» **Kaynak**
Yasa koyucu bu kuralın getiriliş gerekçesinin kimi bölümlerinde:
Sağlık ve yaşam hakkının temel bir insan hakkı, sorumluluk doğuran
bir nedenle vücut bütünlüğünün kaybının veya kişinin ölümünün ise sağlık ve
yaşama hakkının tipik bir ihlali olduğu, sorumluluk hukukunun bir dalı olarak
insana verilen zararlar ve onun tazmininin insan hakkı ekseninde temellenen
'tazminat hukuku' olarak özel bir disipline dönüştüğü ve bu hukuk dalının
cevherinin ise bizatihi insan ve onun varlığından meydana geldiği;
Gözünü kaybeden bir insanın davasının görev alanı tartışması ile
karşılaşması hâlinde askerî, idarî, adlî yargı kolları arasındaki on yılları
aşan seyahati, Uyuşmazlık Mahkemesi'nin zamanına ve oluşumuna göre farklı
çözümleri, süre aşımı, kısmi dava, tazminat miktarı (hesaplama farklılığı)

» **Gösterilen Satırlar**
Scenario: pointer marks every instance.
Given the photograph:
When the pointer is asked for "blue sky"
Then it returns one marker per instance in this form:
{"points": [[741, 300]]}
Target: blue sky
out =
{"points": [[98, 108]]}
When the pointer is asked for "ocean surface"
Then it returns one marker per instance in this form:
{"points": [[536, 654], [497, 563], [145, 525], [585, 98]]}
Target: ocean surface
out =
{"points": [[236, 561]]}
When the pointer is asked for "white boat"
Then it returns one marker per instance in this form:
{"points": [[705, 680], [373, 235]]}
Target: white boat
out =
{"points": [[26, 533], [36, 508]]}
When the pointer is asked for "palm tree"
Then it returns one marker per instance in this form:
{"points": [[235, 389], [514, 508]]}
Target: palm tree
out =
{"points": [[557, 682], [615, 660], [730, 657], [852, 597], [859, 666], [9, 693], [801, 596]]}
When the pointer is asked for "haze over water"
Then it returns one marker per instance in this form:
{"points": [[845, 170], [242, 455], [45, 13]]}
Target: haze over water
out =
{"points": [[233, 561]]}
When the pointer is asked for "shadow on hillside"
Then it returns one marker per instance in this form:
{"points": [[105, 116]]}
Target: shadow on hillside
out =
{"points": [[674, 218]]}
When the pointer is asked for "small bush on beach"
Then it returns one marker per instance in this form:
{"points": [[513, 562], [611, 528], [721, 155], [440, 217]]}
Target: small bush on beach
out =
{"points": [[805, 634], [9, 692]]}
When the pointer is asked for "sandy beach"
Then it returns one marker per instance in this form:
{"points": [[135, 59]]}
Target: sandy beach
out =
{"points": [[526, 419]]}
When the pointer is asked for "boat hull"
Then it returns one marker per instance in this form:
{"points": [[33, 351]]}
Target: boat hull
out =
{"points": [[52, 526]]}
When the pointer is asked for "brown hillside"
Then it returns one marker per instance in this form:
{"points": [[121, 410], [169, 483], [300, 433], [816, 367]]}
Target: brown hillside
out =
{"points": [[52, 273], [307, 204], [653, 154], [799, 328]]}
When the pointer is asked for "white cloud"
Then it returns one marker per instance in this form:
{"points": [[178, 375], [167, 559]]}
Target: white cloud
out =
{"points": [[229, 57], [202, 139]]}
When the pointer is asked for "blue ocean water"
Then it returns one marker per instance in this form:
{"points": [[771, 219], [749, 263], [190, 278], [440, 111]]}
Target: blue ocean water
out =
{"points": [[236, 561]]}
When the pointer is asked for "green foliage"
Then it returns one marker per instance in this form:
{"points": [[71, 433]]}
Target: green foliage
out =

» **Yapılacak İşler**
[a] Gerekçe metnine göre, sorumluluk doğuran bir nedenle kişinin ölümü neyin tipik bir ihlalidir?
[b] Gerekçe metnindeki "Yasa koyucu bu" ile "miktarı (hesaplama farklılığı)" arasındaki kısmı, bu iki ifade de dahil olmak üzere olduğu gibi geri verin.
[c] Gerekçe metninde "Sağlık ve yaşam hakkının" sözleriyle başlayan paragrafı, ana bilgilerini koruyarak madde madde yeniden yazar mısınız?
Satırlar başka bir kaynaktan alınmıştır.

» **Yanıtlar**
[a] Sağlık ve yaşama hakkının tipik bir ihlalidir.

[b]
Yasa koyucu bu kuralın getiriliş gerekçesinin kimi bölümlerinde:
Sağlık ve yaşam hakkının temel bir insan hakkı, sorumluluk doğuran
bir nedenle vücut bütünlüğünün kaybının veya kişinin ölümünün ise sağlık ve
yaşama hakkının tipik bir ihlali olduğu, sorumluluk hukukunun bir dalı olarak
insana verilen zararlar ve onun tazmininin insan hakkı ekseninde temellenen
'tazminat hukuku' olarak özel bir disipline dönüştüğü ve bu hukuk dalının
cevherinin ise bizatihi insan ve onun varlığından meydana geldiği;
Gözünü kaybeden bir insanın davasının görev alanı tartışması ile
karşılaşması hâlinde askerî, idarî, adlî yargı kolları arasındaki on yılları
aşan seyahati, Uyuşmazlık Mahkemesi'nin zamanına ve oluşumuna göre farklı
çözümleri, süre aşımı, kısmi dava, tazminat miktarı (hesaplama farklılığı)

[c]
- Sağlık ve yaşam hakkı temel bir insan hakkıdır.
- Sorumluluk doğuran bir nedenle vücut bütünlüğünün kaybı veya kişinin ölümü, sağlık ve yaşama hakkının tipik bir ihlalidir.
- İnsana verilen zararlar ve bunların tazmini, sorumluluk hukukunun bir dalı olarak insan hakkı ekseninde temellenen "tazminat hukuku" adlı özel bir disipline dönüşmüştür.
- Bu hukuk dalının cevherini bizatihi insan ve onun varlığı oluşturur.